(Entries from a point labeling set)

** BEGIN **

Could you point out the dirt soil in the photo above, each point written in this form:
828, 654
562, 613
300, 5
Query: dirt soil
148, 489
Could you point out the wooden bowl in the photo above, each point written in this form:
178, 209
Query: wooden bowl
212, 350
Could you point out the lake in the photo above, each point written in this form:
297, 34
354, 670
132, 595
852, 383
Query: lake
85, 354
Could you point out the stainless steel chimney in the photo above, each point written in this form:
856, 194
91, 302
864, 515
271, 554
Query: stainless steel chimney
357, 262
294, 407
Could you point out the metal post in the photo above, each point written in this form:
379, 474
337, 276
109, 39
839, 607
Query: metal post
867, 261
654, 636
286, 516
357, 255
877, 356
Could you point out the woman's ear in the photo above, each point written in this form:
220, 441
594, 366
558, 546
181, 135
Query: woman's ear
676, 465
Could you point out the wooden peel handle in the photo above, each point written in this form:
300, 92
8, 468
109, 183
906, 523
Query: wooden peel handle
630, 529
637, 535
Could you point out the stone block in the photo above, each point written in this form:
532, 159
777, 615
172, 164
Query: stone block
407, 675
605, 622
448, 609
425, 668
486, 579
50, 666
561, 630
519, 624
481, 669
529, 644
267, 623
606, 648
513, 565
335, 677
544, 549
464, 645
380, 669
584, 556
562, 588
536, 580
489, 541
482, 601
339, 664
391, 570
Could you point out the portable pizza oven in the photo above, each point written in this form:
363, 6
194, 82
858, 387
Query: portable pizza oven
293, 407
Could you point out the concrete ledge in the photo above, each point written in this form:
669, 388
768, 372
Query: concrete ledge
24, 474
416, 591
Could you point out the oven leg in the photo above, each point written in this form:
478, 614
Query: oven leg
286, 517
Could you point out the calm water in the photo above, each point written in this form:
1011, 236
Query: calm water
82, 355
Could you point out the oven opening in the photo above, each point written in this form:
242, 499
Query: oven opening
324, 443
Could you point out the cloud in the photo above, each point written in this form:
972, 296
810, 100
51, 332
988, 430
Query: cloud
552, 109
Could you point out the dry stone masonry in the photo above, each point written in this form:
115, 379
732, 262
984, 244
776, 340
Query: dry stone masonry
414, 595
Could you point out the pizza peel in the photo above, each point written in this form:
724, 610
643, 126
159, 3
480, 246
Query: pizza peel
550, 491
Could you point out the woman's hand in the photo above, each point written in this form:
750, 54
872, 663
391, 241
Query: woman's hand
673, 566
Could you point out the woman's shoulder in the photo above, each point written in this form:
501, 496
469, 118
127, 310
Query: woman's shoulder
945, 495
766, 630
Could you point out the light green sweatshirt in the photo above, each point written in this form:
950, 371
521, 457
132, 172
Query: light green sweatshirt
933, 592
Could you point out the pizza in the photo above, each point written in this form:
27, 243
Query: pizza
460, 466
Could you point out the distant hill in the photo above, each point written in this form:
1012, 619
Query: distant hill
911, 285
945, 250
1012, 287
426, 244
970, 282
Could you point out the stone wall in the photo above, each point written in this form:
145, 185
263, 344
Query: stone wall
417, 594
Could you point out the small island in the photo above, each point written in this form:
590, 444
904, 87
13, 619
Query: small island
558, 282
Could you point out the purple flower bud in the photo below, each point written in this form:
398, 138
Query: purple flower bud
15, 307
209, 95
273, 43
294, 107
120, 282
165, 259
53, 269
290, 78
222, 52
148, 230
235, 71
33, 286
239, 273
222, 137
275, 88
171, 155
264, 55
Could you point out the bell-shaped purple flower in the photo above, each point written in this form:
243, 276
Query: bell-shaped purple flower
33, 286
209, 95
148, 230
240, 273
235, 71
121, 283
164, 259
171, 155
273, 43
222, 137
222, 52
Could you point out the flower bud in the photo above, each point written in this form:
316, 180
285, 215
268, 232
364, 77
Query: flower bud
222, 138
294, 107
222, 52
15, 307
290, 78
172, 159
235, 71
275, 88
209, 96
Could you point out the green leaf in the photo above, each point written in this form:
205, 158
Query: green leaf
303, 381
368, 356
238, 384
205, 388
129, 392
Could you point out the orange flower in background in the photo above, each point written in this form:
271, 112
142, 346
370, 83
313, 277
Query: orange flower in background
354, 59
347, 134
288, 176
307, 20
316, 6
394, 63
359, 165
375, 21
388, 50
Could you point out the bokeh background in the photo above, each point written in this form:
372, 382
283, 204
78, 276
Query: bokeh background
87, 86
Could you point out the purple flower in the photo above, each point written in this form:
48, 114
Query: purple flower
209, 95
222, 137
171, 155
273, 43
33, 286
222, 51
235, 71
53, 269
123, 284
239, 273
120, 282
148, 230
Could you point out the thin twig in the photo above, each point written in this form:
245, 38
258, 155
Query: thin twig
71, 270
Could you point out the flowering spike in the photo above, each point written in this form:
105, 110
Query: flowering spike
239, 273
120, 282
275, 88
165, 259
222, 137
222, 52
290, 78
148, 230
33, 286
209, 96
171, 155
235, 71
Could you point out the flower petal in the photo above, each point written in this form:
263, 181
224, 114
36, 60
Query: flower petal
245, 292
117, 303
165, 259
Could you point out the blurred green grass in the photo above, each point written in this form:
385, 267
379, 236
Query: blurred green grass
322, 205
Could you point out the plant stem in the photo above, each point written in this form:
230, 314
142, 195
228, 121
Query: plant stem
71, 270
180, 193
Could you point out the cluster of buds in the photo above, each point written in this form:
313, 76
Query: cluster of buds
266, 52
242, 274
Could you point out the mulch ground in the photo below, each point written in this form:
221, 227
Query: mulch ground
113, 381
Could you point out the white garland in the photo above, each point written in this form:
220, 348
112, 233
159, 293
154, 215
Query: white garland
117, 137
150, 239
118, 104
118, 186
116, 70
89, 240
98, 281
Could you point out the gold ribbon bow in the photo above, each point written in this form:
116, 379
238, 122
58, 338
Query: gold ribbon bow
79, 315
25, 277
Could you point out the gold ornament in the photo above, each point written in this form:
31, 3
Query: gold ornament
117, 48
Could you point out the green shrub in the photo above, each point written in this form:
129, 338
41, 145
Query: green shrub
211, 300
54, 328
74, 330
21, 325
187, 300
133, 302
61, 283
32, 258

** END **

### The request
Reproduce the entries from the line containing "Could you point out the gold ribbon" through the end of the entries, requests included, shifting every answer coordinate by adding 118 to each number. Leave the requests and their format samples unchanged, and give only these lines.

### Exercise result
Could you point out the gold ribbon bow in the photo above, each point written in this form:
116, 379
238, 122
58, 338
Query: gold ribbon bow
197, 433
143, 395
Could you point out the gold ornament in the photo above, each point written in this form:
31, 3
Query: gold ornament
235, 166
Could you point out the green shrub in the photo above, each point written in this form:
129, 338
41, 145
Query: green shrub
329, 418
172, 446
192, 448
139, 443
305, 418
251, 420
179, 401
150, 376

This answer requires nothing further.